##### AVAILABLE DATA

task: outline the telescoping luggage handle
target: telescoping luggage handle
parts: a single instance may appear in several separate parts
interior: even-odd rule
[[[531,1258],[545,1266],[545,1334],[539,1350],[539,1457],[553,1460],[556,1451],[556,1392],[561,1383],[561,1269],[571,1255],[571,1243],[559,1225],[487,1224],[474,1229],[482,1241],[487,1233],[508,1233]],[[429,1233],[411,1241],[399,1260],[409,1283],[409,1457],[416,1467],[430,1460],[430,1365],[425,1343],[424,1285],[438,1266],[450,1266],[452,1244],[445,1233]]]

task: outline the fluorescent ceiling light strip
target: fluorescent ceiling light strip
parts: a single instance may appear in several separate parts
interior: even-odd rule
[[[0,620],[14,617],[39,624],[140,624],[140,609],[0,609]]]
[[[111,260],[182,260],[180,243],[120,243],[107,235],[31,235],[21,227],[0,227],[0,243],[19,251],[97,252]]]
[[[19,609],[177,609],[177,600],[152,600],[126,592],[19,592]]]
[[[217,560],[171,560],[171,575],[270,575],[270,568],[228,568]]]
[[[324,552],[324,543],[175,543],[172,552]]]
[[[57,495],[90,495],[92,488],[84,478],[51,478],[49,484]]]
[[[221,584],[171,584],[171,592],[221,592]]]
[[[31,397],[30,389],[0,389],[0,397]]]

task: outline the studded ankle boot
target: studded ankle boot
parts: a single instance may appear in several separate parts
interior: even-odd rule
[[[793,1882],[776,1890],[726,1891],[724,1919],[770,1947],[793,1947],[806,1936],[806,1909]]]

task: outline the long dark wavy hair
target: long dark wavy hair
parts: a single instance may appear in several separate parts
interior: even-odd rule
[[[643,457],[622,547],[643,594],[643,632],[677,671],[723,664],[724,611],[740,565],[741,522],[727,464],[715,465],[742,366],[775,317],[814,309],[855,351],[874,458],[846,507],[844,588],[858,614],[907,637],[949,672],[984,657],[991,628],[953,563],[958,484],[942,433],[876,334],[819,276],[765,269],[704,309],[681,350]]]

##########

_WHAT TO PRODUCE_:
Copy out the records in full, matching every line character for character.

_EXPECTED ANSWER_:
task: outline the telescoping luggage handle
target: telescoping luggage handle
parts: a single instance may appear in several separate parts
interior: even-odd rule
[[[531,1258],[545,1266],[545,1334],[539,1350],[539,1457],[553,1460],[556,1451],[556,1392],[561,1383],[561,1269],[571,1255],[571,1243],[559,1225],[487,1224],[474,1229],[482,1241],[487,1233],[508,1233]],[[429,1233],[411,1241],[399,1260],[409,1283],[409,1457],[416,1467],[430,1460],[430,1365],[425,1343],[424,1285],[438,1266],[450,1266],[452,1244],[445,1233]]]

task: outline the fluorescent ceiling light strip
target: fluorescent ceiling light strip
parts: a single instance may appear in several separate parts
interior: even-odd rule
[[[0,620],[14,617],[39,624],[140,624],[140,609],[0,609]]]
[[[111,260],[182,260],[180,243],[120,243],[107,235],[31,235],[21,227],[0,227],[0,243],[19,251],[97,252]]]
[[[19,609],[177,609],[177,600],[152,600],[126,592],[19,592]]]
[[[217,560],[171,560],[171,575],[270,575],[270,568],[228,568]]]
[[[324,552],[324,543],[175,543],[172,552]]]
[[[57,495],[90,495],[92,488],[84,478],[51,478],[49,484]]]
[[[221,584],[171,584],[171,592],[221,592]]]
[[[31,397],[30,389],[0,389],[0,397]]]

task: outline the studded ankle boot
target: studded ankle boot
parts: a single instance may appear in several separate parts
interior: even-odd rule
[[[793,1882],[776,1890],[726,1891],[724,1919],[770,1947],[793,1947],[806,1936],[806,1909]]]

task: outline the long dark wavy hair
target: long dark wavy hair
parts: a single instance may appear in several separate parts
interior: even-odd rule
[[[643,457],[622,547],[643,594],[643,632],[677,671],[723,664],[724,611],[740,565],[741,522],[727,464],[715,465],[742,366],[775,317],[814,309],[855,351],[874,458],[846,507],[844,588],[858,614],[907,637],[949,672],[984,657],[991,628],[953,563],[958,484],[942,433],[876,334],[819,276],[765,269],[704,309],[681,350]]]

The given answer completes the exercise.